Passage to read:
1. Background
Micropenis refers to a condition that the stretched penile length less than 2.5 standard deviation (SD) below the mean size of the related age, which is structurally normal. Its incidence is about 1.5 per 10000 children. Differential diagnosis of true micropenis includes: buried penis, trapped penis, webbed penis and penis with marked chordee (1).
Sexual differential begins in the 7th week of gestation. In the 15th week, the hypothalamic-pituitary-gonadal axis is activated and androgen secretion occurs. In fetal period, a peak level of androgen occurs in 14th - 16th weeks and after birth, testosterone rises from birth to 1 - 3 months, and then declines to prepubertal level by 4 - 6 months. That’s why the highest growth of penis occurs up to three months after birth. In addition, the development of male identity is due to the effect of testosterone on the central nervous system during fetal and early infancy (2). Micropenis may occur in association with hormonal disturbances or as an isolated disease. The most common hormonal disturbances include: hypogonadotropic hypogonadism, androgen insensitivity, testosterone, 5-alfa reductase and growth hormone deficiency (3).
Sometimes obese boys are examined for small penis because of parents’ concerns. The penis size is mostly normal and this is because of an increase in pubic fat mass, which conceals the penis. Therefore, precise measure of penis length can differentiate micropenis from these cases. Furthermore, deferment in small penis diagnosis may delay treatment and cause anxiety of parents. Most issue of parents and their children include poor body image and concern about inappropriate sex relationship. Thus survey of penile size is important and decisive for family and physicians (4, 5). Today, 35.1 percent of children suffer from obesity (6). According to this issue, study about relation of micropenis with anthropometric measures and hormones is quite obvious. The results of previous researches have been different and this is shown the significance of further investigations to attain precise and conclusive results.
2. Objectives
The purpose of this study was to assay the relationship between anthropometric measures, testosterone, estradiol, testosterone/estradiol ratio (T/E ratio), gonadotropins and Prolactin with stretched and non-stretched (flaccid) penile length in healthy pre-pubertal boys with true small penis to get proper and helpful results for this problem, which worries both physicians and parents.

Supplied data:
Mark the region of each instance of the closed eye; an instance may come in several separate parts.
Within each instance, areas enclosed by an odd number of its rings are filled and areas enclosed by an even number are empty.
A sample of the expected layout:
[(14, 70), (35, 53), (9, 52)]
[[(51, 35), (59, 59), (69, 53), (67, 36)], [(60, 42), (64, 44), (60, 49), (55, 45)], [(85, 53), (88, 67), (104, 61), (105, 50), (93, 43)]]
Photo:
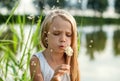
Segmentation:
[(55, 32), (53, 32), (53, 35), (59, 35), (60, 34), (60, 32), (59, 31), (55, 31)]

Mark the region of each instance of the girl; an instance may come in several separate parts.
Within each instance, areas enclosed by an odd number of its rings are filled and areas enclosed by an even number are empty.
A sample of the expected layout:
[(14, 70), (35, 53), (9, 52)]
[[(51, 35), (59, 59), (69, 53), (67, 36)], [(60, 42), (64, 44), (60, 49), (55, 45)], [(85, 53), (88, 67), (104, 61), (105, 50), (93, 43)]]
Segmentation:
[[(43, 51), (32, 56), (30, 73), (33, 81), (80, 81), (77, 62), (77, 26), (68, 12), (52, 10), (41, 25)], [(65, 48), (71, 46), (73, 55), (66, 64)]]

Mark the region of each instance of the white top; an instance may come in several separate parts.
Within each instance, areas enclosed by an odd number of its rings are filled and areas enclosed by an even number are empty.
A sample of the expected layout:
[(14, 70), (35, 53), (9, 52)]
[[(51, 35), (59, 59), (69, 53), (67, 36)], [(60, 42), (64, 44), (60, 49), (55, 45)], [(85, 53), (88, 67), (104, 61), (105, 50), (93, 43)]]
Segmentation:
[[(35, 56), (39, 59), (44, 81), (50, 81), (53, 77), (54, 70), (50, 67), (42, 52), (36, 53)], [(68, 74), (61, 76), (61, 81), (70, 81), (70, 76)]]

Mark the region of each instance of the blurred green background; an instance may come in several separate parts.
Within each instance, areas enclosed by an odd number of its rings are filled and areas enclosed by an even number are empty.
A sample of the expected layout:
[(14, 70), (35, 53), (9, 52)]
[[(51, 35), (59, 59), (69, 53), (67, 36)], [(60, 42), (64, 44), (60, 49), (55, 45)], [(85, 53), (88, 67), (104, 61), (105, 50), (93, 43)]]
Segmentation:
[(76, 19), (81, 81), (119, 81), (119, 0), (0, 0), (0, 81), (31, 81), (40, 25), (55, 8)]

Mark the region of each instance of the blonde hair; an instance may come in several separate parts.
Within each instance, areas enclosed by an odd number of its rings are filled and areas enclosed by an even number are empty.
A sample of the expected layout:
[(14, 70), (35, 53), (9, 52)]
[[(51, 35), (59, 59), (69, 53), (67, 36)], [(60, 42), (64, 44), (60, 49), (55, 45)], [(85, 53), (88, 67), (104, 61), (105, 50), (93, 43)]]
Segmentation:
[(70, 69), (70, 76), (71, 76), (71, 81), (80, 81), (79, 78), (79, 68), (78, 68), (78, 62), (77, 62), (77, 55), (78, 55), (78, 49), (77, 49), (77, 26), (76, 26), (76, 21), (73, 18), (71, 14), (69, 14), (67, 11), (62, 10), (62, 9), (55, 9), (52, 10), (43, 20), (41, 24), (41, 43), (43, 47), (47, 48), (47, 34), (49, 27), (53, 21), (53, 19), (57, 16), (62, 17), (63, 19), (67, 20), (68, 22), (71, 23), (72, 26), (72, 42), (71, 42), (71, 47), (73, 48), (74, 54), (71, 57), (71, 69)]

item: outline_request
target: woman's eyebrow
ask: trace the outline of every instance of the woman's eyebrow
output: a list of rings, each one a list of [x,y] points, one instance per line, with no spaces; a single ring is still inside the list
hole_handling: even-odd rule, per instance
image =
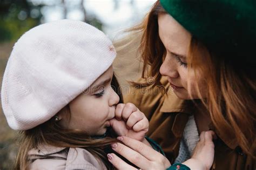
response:
[[[100,83],[99,83],[99,84],[97,84],[96,85],[95,85],[95,88],[97,88],[99,86],[103,86],[103,85],[105,85],[106,84],[109,83],[110,81],[111,80],[111,78],[109,78],[105,80],[104,80],[103,81],[102,81]]]
[[[185,60],[186,59],[186,57],[185,56],[184,56],[184,55],[179,55],[179,54],[177,54],[175,52],[171,52],[171,53],[173,55],[174,55],[176,56],[178,56],[180,58],[181,58],[182,59]]]

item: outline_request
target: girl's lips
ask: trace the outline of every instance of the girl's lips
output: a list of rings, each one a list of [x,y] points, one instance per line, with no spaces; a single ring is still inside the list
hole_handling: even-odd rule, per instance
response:
[[[183,87],[178,87],[178,86],[176,86],[176,85],[174,85],[174,84],[172,84],[171,83],[169,82],[170,83],[170,84],[171,85],[171,86],[172,86],[172,87],[173,89],[183,89]]]

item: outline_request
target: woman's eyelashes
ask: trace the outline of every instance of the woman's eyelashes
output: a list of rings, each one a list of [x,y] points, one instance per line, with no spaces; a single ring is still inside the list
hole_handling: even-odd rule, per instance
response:
[[[95,93],[93,95],[95,96],[97,98],[100,97],[104,94],[105,90],[103,90],[98,93]]]
[[[176,55],[173,55],[173,56],[174,57],[175,59],[179,63],[179,65],[180,66],[183,66],[184,67],[186,68],[187,66],[187,64],[184,62],[183,62],[180,59],[180,58],[179,57],[179,56]]]

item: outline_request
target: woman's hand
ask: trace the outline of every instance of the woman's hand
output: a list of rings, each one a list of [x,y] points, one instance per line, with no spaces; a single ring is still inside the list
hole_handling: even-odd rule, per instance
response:
[[[191,170],[210,169],[214,158],[214,144],[212,141],[214,138],[215,133],[212,131],[202,132],[191,159],[183,164],[187,165]]]
[[[141,169],[165,170],[171,166],[163,155],[142,142],[127,137],[118,137],[117,139],[125,145],[114,143],[111,145],[112,149]],[[107,158],[118,169],[137,169],[114,153],[108,154]]]
[[[115,118],[111,120],[118,135],[126,136],[140,141],[145,140],[149,131],[149,120],[145,114],[132,103],[117,105]]]

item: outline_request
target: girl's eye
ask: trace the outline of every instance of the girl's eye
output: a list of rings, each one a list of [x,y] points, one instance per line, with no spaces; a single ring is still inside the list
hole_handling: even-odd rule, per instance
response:
[[[94,94],[93,95],[95,96],[96,97],[98,98],[98,97],[100,97],[103,96],[103,94],[104,94],[104,90],[98,93]]]
[[[186,68],[187,66],[187,64],[183,62],[181,60],[180,58],[177,55],[174,55],[175,59],[179,63],[179,65],[181,66],[184,66],[184,67]]]

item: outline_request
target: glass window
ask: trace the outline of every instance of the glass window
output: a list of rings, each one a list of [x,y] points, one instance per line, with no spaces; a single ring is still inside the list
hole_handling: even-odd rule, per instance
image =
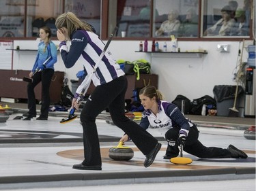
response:
[[[24,37],[25,0],[2,0],[0,7],[0,37]]]
[[[156,0],[153,36],[197,37],[198,0]]]
[[[203,1],[203,35],[249,36],[251,0]]]
[[[92,25],[100,34],[101,0],[66,0],[65,12],[71,12],[81,20]]]
[[[28,0],[27,37],[38,37],[43,26],[50,27],[52,37],[57,36],[55,19],[62,12],[61,0]]]
[[[118,24],[117,36],[126,32],[127,37],[150,37],[150,0],[110,0],[109,31]]]

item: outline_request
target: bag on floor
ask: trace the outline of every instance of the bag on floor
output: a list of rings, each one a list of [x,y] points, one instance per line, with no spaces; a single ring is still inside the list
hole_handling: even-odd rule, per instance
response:
[[[179,108],[180,111],[182,111],[182,101],[184,101],[184,114],[191,114],[193,103],[189,99],[184,95],[178,94],[171,103],[176,105],[177,108]]]
[[[133,71],[137,73],[137,80],[139,80],[140,74],[151,73],[151,65],[145,59],[136,60],[132,63],[134,65]]]
[[[209,109],[214,109],[216,107],[215,99],[208,95],[193,99],[192,103],[191,113],[193,115],[201,115],[203,105],[205,105]]]

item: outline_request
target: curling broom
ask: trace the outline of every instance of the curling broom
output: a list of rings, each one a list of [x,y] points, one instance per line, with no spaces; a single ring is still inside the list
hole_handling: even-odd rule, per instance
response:
[[[183,157],[183,145],[180,145],[180,157],[174,157],[170,159],[171,163],[175,164],[188,164],[192,163],[193,160],[190,158]]]
[[[118,27],[115,27],[115,29],[114,29],[113,32],[110,35],[109,39],[106,42],[106,45],[105,45],[105,46],[104,46],[102,52],[101,52],[101,54],[100,55],[100,57],[99,57],[97,63],[94,65],[92,72],[91,73],[91,74],[88,77],[88,79],[87,80],[87,82],[86,82],[86,84],[85,84],[84,88],[83,88],[81,92],[80,93],[79,97],[76,99],[76,103],[79,103],[79,101],[81,100],[81,98],[83,97],[83,94],[85,93],[85,91],[86,90],[87,86],[90,84],[91,79],[92,79],[92,77],[94,75],[95,72],[96,71],[96,69],[98,67],[98,65],[99,65],[101,60],[102,59],[104,55],[105,54],[105,52],[106,51],[106,49],[108,48],[108,47],[109,47],[109,46],[110,44],[110,42],[111,41],[111,40],[113,39],[113,37],[114,36],[114,35],[115,34],[116,31],[117,31],[117,29],[118,29]],[[60,123],[62,123],[62,124],[67,123],[67,122],[72,121],[73,120],[74,120],[75,118],[76,118],[77,116],[74,115],[75,110],[76,110],[76,109],[74,107],[72,108],[71,110],[70,110],[70,114],[69,114],[68,118],[62,119],[60,121]]]

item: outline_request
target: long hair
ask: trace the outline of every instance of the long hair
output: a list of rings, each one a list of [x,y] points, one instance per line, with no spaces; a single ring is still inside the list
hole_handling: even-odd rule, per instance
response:
[[[52,31],[51,31],[50,27],[47,27],[47,26],[42,27],[40,27],[40,29],[44,30],[46,33],[48,34],[48,40],[45,43],[45,47],[44,47],[44,52],[45,52],[45,51],[46,50],[46,48],[47,48],[47,46],[50,44],[50,41],[51,41],[51,37],[52,36]]]
[[[55,22],[56,28],[60,29],[66,27],[68,29],[68,35],[70,37],[71,34],[78,29],[84,29],[93,32],[91,26],[81,20],[72,12],[67,12],[59,16]]]
[[[150,99],[155,97],[156,101],[162,100],[164,98],[162,93],[153,86],[145,86],[140,90],[139,94],[143,94]]]

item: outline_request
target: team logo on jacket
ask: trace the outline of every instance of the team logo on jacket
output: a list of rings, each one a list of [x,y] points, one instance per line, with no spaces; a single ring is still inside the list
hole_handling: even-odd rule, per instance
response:
[[[155,124],[160,124],[162,122],[160,120],[154,120],[154,122]]]
[[[154,120],[154,122],[158,122],[158,124],[160,124],[162,122],[160,121],[160,120]],[[152,128],[164,128],[164,127],[167,127],[167,126],[169,126],[170,125],[170,122],[167,122],[166,124],[157,124],[157,125],[155,125],[155,126],[152,126]]]

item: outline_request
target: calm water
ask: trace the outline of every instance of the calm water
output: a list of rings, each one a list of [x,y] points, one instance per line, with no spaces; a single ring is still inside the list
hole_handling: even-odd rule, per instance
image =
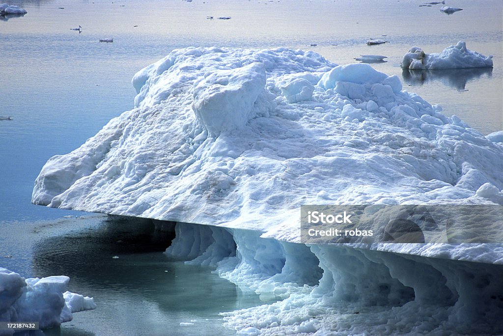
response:
[[[101,219],[56,220],[83,214],[31,205],[40,169],[132,108],[135,72],[190,46],[312,49],[339,64],[361,54],[385,55],[387,62],[373,66],[398,75],[404,89],[483,134],[503,129],[503,3],[456,0],[449,4],[464,10],[447,15],[439,6],[419,7],[423,2],[11,1],[28,13],[0,21],[0,116],[14,119],[0,121],[0,258],[13,256],[0,259],[0,266],[27,277],[69,275],[71,289],[96,298],[99,309],[75,314],[62,334],[156,334],[146,330],[179,329],[180,322],[192,319],[194,328],[179,331],[197,334],[219,325],[218,311],[249,303],[235,286],[207,270],[168,262],[149,243],[138,243],[128,254],[112,241],[113,225]],[[70,30],[79,25],[81,33]],[[114,42],[98,42],[106,38]],[[369,47],[370,38],[389,43]],[[438,52],[460,40],[492,54],[494,67],[420,73],[400,68],[411,46]],[[109,240],[94,238],[111,230]],[[112,253],[123,256],[112,260]],[[102,264],[107,272],[97,273]],[[210,294],[195,291],[203,290],[200,281],[212,284]],[[192,305],[201,295],[213,306]],[[177,310],[175,302],[187,304]],[[122,328],[111,323],[118,320]],[[137,327],[132,320],[141,322]]]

Exercises:
[a] In the passage on micropenis, what incidence is given for the condition?
[b] Pick up the passage on micropenis after its last sentence and continue it.

Answers for this exercise:
[a] About 1.5 per 10,000 children.

[b]
3. Methods
3.1. Study Design
This was prospective cross-sectional observational study. Sampling method was simple convenience.
3.2. Setting
We assessed the boys at Imam Reza Hospital, Tehran, Iran from February 2015 to May 2020.
3.3. Study Populations
In our survey, 1798 pre-pubertal boys who referred with possible small penis underwent evaluation including stretched penile length (SPL) and flaccid glans-pubis length (GPL). Inclusion criteria were healthy children, age 7 - 14 years with true small penis (less than 2.5 standard deviation of the mean size of related age) (3) without bending, torsion, and scare of penis-surgery. Exclusion criteria were sever and persistent diseases, renal failure, endocrine illness such as adrenal, growth and thyroidal hormones insufficiency and defect, buried and trapped penis, undescending (UDT) and atrophic testis, hypospadiasis and past history of corticosteroid therapy, radiotherapy, chemotherapy. Patients were examined by a pediatric and urology specialist and after the true small penis was proven, they would be entered in the research. Of the 1,798 children with probably small penis, only 261 had true micropenis. Twenty-five children left the research because of reluctance to continue. Finally, 236 boys completed the research and blood sampling and anthropometric measurements were done.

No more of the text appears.